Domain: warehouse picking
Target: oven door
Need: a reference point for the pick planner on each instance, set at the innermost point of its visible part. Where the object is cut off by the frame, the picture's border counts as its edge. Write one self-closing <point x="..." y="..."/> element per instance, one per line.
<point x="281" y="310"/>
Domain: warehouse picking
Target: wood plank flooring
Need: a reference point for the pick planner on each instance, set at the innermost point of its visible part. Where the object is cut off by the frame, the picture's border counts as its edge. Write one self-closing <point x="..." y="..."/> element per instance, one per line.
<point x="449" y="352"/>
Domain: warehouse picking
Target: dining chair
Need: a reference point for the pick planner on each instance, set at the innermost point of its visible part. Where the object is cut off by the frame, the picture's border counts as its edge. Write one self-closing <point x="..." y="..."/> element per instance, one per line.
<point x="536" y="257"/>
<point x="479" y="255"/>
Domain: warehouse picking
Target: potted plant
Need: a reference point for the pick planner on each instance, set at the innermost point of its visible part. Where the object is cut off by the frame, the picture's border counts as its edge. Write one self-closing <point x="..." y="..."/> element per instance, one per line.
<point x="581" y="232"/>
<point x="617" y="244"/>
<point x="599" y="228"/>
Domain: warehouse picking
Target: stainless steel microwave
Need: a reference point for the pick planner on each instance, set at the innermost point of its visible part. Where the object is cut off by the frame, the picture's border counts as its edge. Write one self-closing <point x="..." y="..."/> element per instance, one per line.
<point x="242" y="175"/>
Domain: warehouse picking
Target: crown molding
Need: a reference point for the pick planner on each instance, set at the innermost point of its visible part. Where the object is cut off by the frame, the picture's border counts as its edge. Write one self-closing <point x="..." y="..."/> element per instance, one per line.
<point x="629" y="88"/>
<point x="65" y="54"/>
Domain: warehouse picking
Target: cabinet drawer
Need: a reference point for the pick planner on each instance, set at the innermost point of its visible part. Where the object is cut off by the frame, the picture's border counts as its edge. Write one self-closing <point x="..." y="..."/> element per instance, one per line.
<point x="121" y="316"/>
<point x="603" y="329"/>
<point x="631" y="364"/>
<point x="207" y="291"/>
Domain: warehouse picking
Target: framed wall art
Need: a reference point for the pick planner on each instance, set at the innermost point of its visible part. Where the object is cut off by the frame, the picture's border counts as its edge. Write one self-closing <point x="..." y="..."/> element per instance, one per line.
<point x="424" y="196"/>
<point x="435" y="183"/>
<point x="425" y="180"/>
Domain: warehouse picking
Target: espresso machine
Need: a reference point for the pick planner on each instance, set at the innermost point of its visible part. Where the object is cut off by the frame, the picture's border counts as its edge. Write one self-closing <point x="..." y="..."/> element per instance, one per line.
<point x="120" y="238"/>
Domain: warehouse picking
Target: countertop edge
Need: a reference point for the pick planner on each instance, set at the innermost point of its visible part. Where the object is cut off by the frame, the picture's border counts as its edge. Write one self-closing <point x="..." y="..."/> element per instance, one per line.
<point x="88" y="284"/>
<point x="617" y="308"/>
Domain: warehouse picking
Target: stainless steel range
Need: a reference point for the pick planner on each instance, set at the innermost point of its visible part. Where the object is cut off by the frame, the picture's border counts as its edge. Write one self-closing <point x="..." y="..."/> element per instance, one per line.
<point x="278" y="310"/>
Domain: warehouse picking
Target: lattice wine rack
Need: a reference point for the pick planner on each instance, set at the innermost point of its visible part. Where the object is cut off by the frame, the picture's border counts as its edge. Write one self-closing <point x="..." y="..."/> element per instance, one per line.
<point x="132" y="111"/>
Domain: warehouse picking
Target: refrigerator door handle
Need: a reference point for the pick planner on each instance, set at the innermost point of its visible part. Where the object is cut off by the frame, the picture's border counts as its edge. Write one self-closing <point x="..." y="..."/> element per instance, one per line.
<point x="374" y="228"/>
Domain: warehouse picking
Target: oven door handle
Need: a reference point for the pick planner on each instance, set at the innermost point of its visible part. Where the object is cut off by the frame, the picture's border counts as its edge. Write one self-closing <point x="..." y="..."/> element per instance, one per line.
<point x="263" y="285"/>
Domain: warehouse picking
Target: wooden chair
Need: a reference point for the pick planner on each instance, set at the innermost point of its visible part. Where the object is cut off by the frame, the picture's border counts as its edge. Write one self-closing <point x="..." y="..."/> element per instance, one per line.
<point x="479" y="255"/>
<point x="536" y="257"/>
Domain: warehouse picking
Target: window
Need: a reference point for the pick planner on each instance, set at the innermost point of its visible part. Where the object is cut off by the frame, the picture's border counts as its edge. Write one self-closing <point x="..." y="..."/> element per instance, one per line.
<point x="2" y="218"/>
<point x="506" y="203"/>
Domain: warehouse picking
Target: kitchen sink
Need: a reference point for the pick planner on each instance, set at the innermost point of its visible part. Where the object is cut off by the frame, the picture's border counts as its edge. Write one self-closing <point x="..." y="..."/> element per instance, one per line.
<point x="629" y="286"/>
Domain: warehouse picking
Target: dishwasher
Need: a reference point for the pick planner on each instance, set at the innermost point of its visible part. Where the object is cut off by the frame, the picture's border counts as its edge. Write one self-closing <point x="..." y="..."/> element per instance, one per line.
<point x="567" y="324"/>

_ _ _ _

## Your instructions
How many lines in the records above contain the string "steel"? Give only the number.

## Complete output
2